Reproduce every one of the rows below word for word. Omit the picture from your copy.

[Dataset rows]
** START **

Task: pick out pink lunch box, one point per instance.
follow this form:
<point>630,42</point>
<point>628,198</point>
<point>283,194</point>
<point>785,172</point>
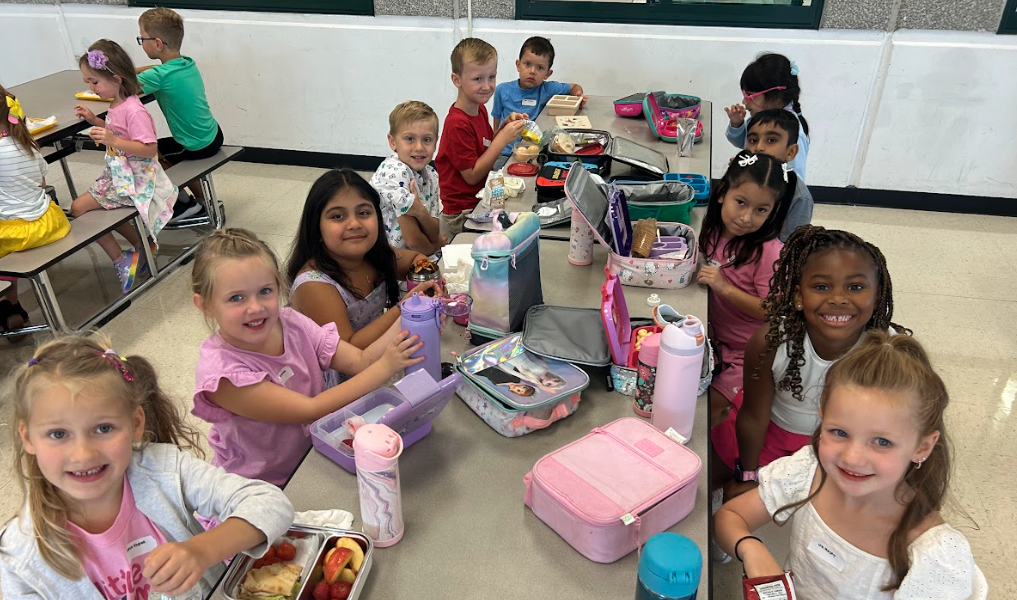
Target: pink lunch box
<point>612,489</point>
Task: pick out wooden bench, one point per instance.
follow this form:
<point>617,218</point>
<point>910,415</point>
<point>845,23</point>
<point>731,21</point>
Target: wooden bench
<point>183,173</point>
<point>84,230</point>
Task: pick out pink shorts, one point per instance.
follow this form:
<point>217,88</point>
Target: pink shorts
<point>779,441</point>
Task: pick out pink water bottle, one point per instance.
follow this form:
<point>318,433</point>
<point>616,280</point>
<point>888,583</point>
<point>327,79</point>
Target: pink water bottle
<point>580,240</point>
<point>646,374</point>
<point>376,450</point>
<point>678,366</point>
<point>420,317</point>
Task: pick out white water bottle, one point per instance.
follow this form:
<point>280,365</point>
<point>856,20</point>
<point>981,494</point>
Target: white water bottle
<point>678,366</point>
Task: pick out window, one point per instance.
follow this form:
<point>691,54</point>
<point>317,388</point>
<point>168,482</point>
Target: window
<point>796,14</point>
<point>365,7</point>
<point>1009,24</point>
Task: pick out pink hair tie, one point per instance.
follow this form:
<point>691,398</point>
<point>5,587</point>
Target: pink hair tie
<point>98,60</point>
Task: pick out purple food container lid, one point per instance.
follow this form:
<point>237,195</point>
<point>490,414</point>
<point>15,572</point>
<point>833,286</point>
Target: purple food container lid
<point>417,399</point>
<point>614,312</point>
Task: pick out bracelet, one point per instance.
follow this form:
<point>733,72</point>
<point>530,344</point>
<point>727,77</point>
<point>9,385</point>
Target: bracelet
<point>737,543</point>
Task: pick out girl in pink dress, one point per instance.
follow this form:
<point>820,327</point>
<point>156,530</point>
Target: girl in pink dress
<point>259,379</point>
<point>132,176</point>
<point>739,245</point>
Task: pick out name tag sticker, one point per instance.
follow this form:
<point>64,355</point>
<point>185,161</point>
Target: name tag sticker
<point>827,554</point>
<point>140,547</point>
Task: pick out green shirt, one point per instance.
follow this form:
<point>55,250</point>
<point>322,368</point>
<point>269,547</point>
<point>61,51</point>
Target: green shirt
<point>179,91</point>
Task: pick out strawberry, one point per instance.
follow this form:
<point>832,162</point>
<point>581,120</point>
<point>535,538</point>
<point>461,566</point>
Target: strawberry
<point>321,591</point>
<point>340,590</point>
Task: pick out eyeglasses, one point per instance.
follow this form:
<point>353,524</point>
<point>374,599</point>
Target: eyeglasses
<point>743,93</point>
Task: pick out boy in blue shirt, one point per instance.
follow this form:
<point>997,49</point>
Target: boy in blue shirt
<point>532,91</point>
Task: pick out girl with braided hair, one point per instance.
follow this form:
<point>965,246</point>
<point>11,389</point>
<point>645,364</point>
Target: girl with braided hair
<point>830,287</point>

** END **

### ANSWER TO THIS EXERCISE
Task: pick out pink lunch box, one point per instance.
follow this form:
<point>630,42</point>
<point>628,198</point>
<point>283,194</point>
<point>785,172</point>
Target: pink lunch box
<point>612,489</point>
Task: pick out wooden bench, one point per instance.
follow this form:
<point>617,218</point>
<point>910,415</point>
<point>845,23</point>
<point>731,21</point>
Target: wooden bench
<point>183,173</point>
<point>84,230</point>
Task: pick out pink shorts, one point per instance.
follow this form:
<point>217,88</point>
Target: pink shorts
<point>779,441</point>
Task: pick out pink water bottle, one point per instance.
follow this form:
<point>318,433</point>
<point>616,280</point>
<point>888,583</point>
<point>327,79</point>
Target: pink water bottle
<point>580,240</point>
<point>646,374</point>
<point>376,450</point>
<point>678,366</point>
<point>420,317</point>
Task: pick out white water bottle, one point per instance.
follow this form:
<point>280,365</point>
<point>856,20</point>
<point>981,494</point>
Target: white water bottle
<point>678,366</point>
Task: pick out window, one point per instance.
follow this form:
<point>691,54</point>
<point>317,388</point>
<point>168,482</point>
Target: window
<point>796,14</point>
<point>365,7</point>
<point>1009,24</point>
Task: pick out pink hair tie, one point per instance.
follow this form:
<point>691,398</point>
<point>5,587</point>
Target: pink hair tie
<point>98,60</point>
Task: pick out purple food container lid, one point per instance.
follow this form:
<point>237,195</point>
<point>490,414</point>
<point>15,572</point>
<point>833,286</point>
Target: purple food container lid
<point>417,399</point>
<point>614,312</point>
Task: pick out bracelet, one point per instance.
follow this form:
<point>733,72</point>
<point>530,344</point>
<point>727,77</point>
<point>9,385</point>
Target: bracelet
<point>737,543</point>
Task: pick out girl in pink dress, one point per instance.
follow this form:
<point>820,327</point>
<point>156,530</point>
Target: girl in pink dress
<point>259,379</point>
<point>132,176</point>
<point>739,245</point>
Task: pick out name tag sticker, one point per instance.
follow this form:
<point>64,355</point>
<point>185,161</point>
Target: name tag sticker
<point>827,554</point>
<point>140,547</point>
Task: pick out green shirt, one point per instance.
follow this form:
<point>55,250</point>
<point>322,368</point>
<point>269,547</point>
<point>61,51</point>
Target: green shirt
<point>179,91</point>
Task: pick out strawberry, one point per instance.
follow this form:
<point>832,162</point>
<point>581,120</point>
<point>535,538</point>
<point>461,566</point>
Target: strawberry
<point>321,591</point>
<point>340,590</point>
Task: pick out eyeglasses, one point per instance.
follow this form:
<point>353,524</point>
<point>374,599</point>
Target: eyeglasses
<point>743,93</point>
Task: pick out boy in blue shirt, one point per instance.
follow this form:
<point>997,49</point>
Target: boy in blue shirt
<point>532,91</point>
Task: pick out girl with braided hair, one point per instance.
follow this form:
<point>965,246</point>
<point>11,389</point>
<point>645,364</point>
Target: girl with braided hair
<point>830,287</point>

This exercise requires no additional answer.